Answer these questions from the article on the weather forecast.
1. How low could temperatures fall, according to the article?
2. At roughly what height does Grahame Madge say the sudden stratospheric warming takes place?
3. What share of these warming events result in very cold episodes?

» TEXT TO READ:
_____

Beast from the East fears as forecasters warn of 'sudden stratospheric warming' in next two weeks

Britain could be hit by a new  ‘Beast from the East’ in the next fortnight as forecasters warn of ‘sudden stratospheric warming’ above the Arctic.

Temperatures could hit -10 degrees celsius, roads will become treacherously icy and snow is expected to fall across the country, as police warn against all but essential travel.

Meteorologists say that a ‘sudden stratospheric warming’ is taking place high up in the stratosphere, which means that winds in the polar vortex could change direction and bring cold air to Britain from Siberia.

In 2018, when the last ‘Beast from the East’ came in, the UK was gripped by travel chaos, with drivers stranded overnight on motorways and heavy snow forcing schools to shut.

Grahame Madge from the Met Office said: “Many weather agencies are united in the view that this SSW will take place next week. 

“When that happens - around 30km up in the stratosphere - our traditional wind pattern can be reversed.

“What is less clear is the long-term outlook for the impact of this event. Two out of three SSW events result in very cold episodes but one in three has little impact at all.”

_____

» DATASET RECORDS:
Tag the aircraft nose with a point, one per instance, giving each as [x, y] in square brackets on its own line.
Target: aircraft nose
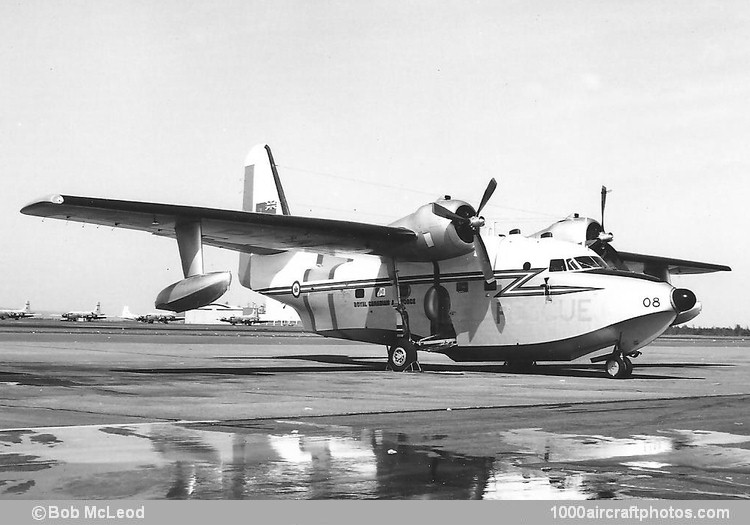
[683, 299]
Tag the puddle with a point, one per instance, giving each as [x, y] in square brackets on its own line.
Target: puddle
[296, 460]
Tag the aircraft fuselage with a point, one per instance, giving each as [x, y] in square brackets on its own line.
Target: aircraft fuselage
[534, 313]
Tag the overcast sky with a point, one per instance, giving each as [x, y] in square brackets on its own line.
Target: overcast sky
[372, 109]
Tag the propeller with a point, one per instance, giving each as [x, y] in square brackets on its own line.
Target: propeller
[468, 225]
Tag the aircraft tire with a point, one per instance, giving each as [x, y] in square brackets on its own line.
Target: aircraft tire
[616, 368]
[520, 365]
[628, 367]
[401, 356]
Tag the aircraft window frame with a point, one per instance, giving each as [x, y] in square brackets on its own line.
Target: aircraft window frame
[600, 261]
[586, 262]
[557, 265]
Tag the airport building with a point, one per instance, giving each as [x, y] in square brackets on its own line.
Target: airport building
[273, 312]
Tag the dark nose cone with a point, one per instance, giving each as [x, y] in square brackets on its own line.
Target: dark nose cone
[683, 299]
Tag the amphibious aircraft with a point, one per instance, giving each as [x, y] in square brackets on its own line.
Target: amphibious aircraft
[84, 316]
[17, 314]
[151, 317]
[429, 281]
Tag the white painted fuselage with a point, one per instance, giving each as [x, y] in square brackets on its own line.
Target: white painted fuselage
[533, 313]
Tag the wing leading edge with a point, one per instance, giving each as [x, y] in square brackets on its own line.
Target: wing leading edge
[241, 231]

_____

» EXERCISE ANSWER:
1. -10 degrees Celsius
2. Around 30km up in the stratosphere
3. Two out of three